**Required work**: Find each line in the material below that contains the word "snow", matching case exactly, and copy those lines out.
================================
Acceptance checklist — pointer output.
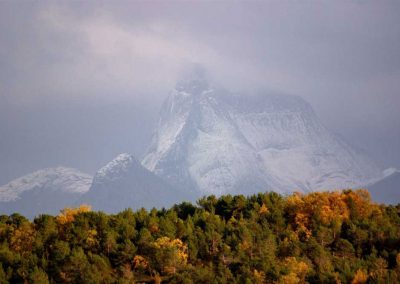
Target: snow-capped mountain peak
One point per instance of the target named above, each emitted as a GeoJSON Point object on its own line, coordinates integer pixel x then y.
{"type": "Point", "coordinates": [224, 143]}
{"type": "Point", "coordinates": [62, 179]}
{"type": "Point", "coordinates": [115, 168]}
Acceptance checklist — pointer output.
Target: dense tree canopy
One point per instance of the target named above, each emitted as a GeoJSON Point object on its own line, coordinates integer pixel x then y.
{"type": "Point", "coordinates": [321, 237]}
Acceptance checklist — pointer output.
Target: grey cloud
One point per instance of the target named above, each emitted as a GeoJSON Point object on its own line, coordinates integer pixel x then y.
{"type": "Point", "coordinates": [343, 57]}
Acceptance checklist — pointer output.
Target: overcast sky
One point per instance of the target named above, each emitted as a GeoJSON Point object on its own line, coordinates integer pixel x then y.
{"type": "Point", "coordinates": [83, 81]}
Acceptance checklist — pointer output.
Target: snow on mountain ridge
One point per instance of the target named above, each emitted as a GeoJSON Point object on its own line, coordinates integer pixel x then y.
{"type": "Point", "coordinates": [225, 143]}
{"type": "Point", "coordinates": [62, 179]}
{"type": "Point", "coordinates": [115, 168]}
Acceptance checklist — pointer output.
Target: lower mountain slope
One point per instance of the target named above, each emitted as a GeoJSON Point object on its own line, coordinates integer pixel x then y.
{"type": "Point", "coordinates": [386, 190]}
{"type": "Point", "coordinates": [125, 183]}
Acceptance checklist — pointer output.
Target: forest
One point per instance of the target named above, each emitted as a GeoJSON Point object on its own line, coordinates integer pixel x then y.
{"type": "Point", "coordinates": [320, 237]}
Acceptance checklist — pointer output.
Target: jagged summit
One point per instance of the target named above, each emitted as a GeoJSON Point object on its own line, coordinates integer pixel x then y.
{"type": "Point", "coordinates": [114, 169]}
{"type": "Point", "coordinates": [223, 143]}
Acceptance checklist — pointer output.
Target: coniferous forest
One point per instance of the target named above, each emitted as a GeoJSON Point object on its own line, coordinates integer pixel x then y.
{"type": "Point", "coordinates": [321, 237]}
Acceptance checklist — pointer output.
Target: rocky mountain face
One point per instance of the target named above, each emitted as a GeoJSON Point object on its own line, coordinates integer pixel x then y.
{"type": "Point", "coordinates": [125, 183]}
{"type": "Point", "coordinates": [219, 143]}
{"type": "Point", "coordinates": [44, 191]}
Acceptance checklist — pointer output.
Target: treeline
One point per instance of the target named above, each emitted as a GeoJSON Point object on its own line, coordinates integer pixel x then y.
{"type": "Point", "coordinates": [324, 237]}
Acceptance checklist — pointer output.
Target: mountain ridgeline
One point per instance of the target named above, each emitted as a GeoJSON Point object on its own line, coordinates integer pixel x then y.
{"type": "Point", "coordinates": [224, 143]}
{"type": "Point", "coordinates": [210, 141]}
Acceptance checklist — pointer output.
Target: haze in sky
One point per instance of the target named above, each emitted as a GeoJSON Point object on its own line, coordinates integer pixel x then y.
{"type": "Point", "coordinates": [81, 82]}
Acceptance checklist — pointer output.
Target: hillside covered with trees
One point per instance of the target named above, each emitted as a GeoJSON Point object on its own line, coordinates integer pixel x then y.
{"type": "Point", "coordinates": [322, 237]}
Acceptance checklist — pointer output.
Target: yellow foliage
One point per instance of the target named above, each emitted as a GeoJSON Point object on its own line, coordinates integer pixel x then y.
{"type": "Point", "coordinates": [259, 276]}
{"type": "Point", "coordinates": [178, 252]}
{"type": "Point", "coordinates": [360, 277]}
{"type": "Point", "coordinates": [91, 238]}
{"type": "Point", "coordinates": [139, 262]}
{"type": "Point", "coordinates": [22, 238]}
{"type": "Point", "coordinates": [297, 271]}
{"type": "Point", "coordinates": [67, 215]}
{"type": "Point", "coordinates": [263, 209]}
{"type": "Point", "coordinates": [290, 278]}
{"type": "Point", "coordinates": [328, 208]}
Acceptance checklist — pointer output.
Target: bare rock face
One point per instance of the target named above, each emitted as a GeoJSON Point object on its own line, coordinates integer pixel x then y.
{"type": "Point", "coordinates": [220, 143]}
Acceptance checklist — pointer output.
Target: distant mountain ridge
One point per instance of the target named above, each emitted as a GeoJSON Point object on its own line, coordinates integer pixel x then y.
{"type": "Point", "coordinates": [224, 143]}
{"type": "Point", "coordinates": [44, 191]}
{"type": "Point", "coordinates": [209, 141]}
{"type": "Point", "coordinates": [125, 183]}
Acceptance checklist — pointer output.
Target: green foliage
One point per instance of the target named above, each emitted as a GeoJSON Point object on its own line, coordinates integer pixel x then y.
{"type": "Point", "coordinates": [325, 237]}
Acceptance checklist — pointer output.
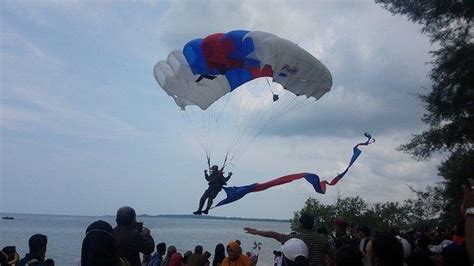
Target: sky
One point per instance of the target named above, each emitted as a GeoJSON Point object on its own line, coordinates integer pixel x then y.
{"type": "Point", "coordinates": [86, 129]}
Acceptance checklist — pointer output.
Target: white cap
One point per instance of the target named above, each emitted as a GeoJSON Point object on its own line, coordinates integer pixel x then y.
{"type": "Point", "coordinates": [439, 248]}
{"type": "Point", "coordinates": [293, 248]}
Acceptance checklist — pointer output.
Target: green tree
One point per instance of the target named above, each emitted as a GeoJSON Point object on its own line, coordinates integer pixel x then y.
{"type": "Point", "coordinates": [450, 102]}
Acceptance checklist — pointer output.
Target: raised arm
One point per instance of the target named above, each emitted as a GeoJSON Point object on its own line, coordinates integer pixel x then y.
{"type": "Point", "coordinates": [468, 206]}
{"type": "Point", "coordinates": [267, 234]}
{"type": "Point", "coordinates": [228, 177]}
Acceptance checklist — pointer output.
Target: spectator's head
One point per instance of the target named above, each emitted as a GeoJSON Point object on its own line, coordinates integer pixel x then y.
{"type": "Point", "coordinates": [385, 250]}
{"type": "Point", "coordinates": [423, 242]}
{"type": "Point", "coordinates": [306, 221]}
{"type": "Point", "coordinates": [454, 254]}
{"type": "Point", "coordinates": [198, 249]}
{"type": "Point", "coordinates": [171, 250]}
{"type": "Point", "coordinates": [125, 216]}
{"type": "Point", "coordinates": [363, 232]}
{"type": "Point", "coordinates": [233, 250]}
{"type": "Point", "coordinates": [161, 248]}
{"type": "Point", "coordinates": [9, 256]}
{"type": "Point", "coordinates": [219, 250]}
{"type": "Point", "coordinates": [348, 255]}
{"type": "Point", "coordinates": [341, 225]}
{"type": "Point", "coordinates": [186, 256]}
{"type": "Point", "coordinates": [395, 231]}
{"type": "Point", "coordinates": [37, 245]}
{"type": "Point", "coordinates": [295, 252]}
{"type": "Point", "coordinates": [322, 231]}
{"type": "Point", "coordinates": [98, 246]}
{"type": "Point", "coordinates": [459, 229]}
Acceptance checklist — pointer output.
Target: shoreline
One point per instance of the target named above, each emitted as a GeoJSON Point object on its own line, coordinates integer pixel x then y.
{"type": "Point", "coordinates": [183, 216]}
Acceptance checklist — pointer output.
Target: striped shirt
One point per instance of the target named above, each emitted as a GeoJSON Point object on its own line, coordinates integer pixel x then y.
{"type": "Point", "coordinates": [317, 246]}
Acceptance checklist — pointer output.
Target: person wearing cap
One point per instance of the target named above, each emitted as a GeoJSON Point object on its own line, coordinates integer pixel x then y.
{"type": "Point", "coordinates": [129, 240]}
{"type": "Point", "coordinates": [385, 250]}
{"type": "Point", "coordinates": [467, 210]}
{"type": "Point", "coordinates": [216, 181]}
{"type": "Point", "coordinates": [341, 237]}
{"type": "Point", "coordinates": [295, 252]}
{"type": "Point", "coordinates": [317, 244]}
{"type": "Point", "coordinates": [235, 256]}
{"type": "Point", "coordinates": [363, 233]}
{"type": "Point", "coordinates": [37, 245]}
{"type": "Point", "coordinates": [197, 258]}
{"type": "Point", "coordinates": [9, 256]}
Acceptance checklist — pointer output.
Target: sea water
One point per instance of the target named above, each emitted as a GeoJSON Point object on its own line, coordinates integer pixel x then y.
{"type": "Point", "coordinates": [65, 233]}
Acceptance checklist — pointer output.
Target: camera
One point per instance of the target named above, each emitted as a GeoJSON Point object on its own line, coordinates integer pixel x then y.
{"type": "Point", "coordinates": [139, 226]}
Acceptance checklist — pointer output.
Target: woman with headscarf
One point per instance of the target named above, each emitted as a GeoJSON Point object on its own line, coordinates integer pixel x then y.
{"type": "Point", "coordinates": [98, 247]}
{"type": "Point", "coordinates": [219, 255]}
{"type": "Point", "coordinates": [173, 257]}
{"type": "Point", "coordinates": [235, 256]}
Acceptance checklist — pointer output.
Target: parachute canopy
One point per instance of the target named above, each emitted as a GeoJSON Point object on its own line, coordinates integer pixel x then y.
{"type": "Point", "coordinates": [224, 83]}
{"type": "Point", "coordinates": [207, 69]}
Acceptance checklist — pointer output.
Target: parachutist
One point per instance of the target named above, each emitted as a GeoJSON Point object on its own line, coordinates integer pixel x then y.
{"type": "Point", "coordinates": [216, 181]}
{"type": "Point", "coordinates": [275, 97]}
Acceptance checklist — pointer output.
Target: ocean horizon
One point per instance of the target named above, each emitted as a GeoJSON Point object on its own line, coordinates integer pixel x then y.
{"type": "Point", "coordinates": [66, 232]}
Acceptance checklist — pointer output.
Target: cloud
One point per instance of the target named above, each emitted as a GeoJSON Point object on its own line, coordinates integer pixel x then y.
{"type": "Point", "coordinates": [75, 75]}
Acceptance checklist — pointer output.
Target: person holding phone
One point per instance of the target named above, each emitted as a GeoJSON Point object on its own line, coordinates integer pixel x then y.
{"type": "Point", "coordinates": [131, 237]}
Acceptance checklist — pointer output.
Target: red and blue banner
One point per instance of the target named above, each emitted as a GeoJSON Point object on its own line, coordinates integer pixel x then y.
{"type": "Point", "coordinates": [236, 193]}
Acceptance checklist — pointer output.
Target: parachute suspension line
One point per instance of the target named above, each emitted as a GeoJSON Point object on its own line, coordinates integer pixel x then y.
{"type": "Point", "coordinates": [199, 133]}
{"type": "Point", "coordinates": [246, 107]}
{"type": "Point", "coordinates": [209, 162]}
{"type": "Point", "coordinates": [275, 96]}
{"type": "Point", "coordinates": [225, 161]}
{"type": "Point", "coordinates": [262, 119]}
{"type": "Point", "coordinates": [240, 140]}
{"type": "Point", "coordinates": [246, 110]}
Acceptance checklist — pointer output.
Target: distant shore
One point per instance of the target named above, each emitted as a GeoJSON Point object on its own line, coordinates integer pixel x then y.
{"type": "Point", "coordinates": [182, 216]}
{"type": "Point", "coordinates": [189, 216]}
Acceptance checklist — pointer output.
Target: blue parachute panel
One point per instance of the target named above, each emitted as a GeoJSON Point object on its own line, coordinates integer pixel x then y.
{"type": "Point", "coordinates": [249, 48]}
{"type": "Point", "coordinates": [193, 53]}
{"type": "Point", "coordinates": [235, 38]}
{"type": "Point", "coordinates": [238, 76]}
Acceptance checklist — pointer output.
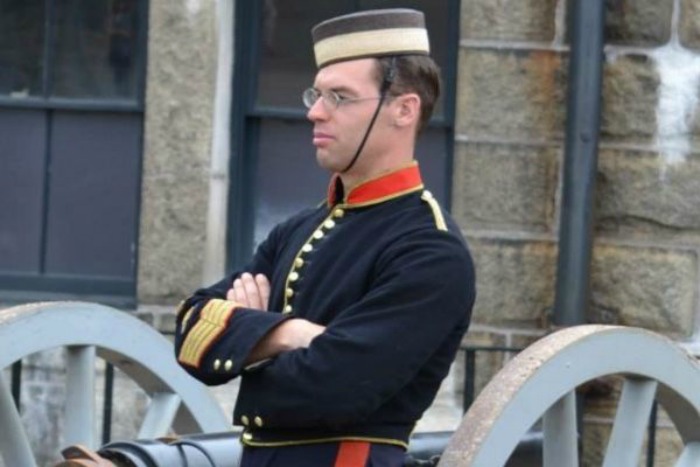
================================
**The answer**:
Target: snow-capped mountain peak
Target: snow on mountain ridge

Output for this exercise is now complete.